Dataset entries>
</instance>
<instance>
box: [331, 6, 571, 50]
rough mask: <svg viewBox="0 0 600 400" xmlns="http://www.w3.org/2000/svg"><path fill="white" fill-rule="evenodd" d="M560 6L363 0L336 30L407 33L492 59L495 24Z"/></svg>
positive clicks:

Assignment> Put every line of the records above into a numbered list, omitting any blank lines.

Answer to this task>
1. </instance>
2. <instance>
3. box: [331, 6, 571, 50]
4. rough mask: <svg viewBox="0 0 600 400" xmlns="http://www.w3.org/2000/svg"><path fill="white" fill-rule="evenodd" d="M560 6L363 0L336 30L407 33L492 59L495 24Z"/></svg>
5. positive clicks:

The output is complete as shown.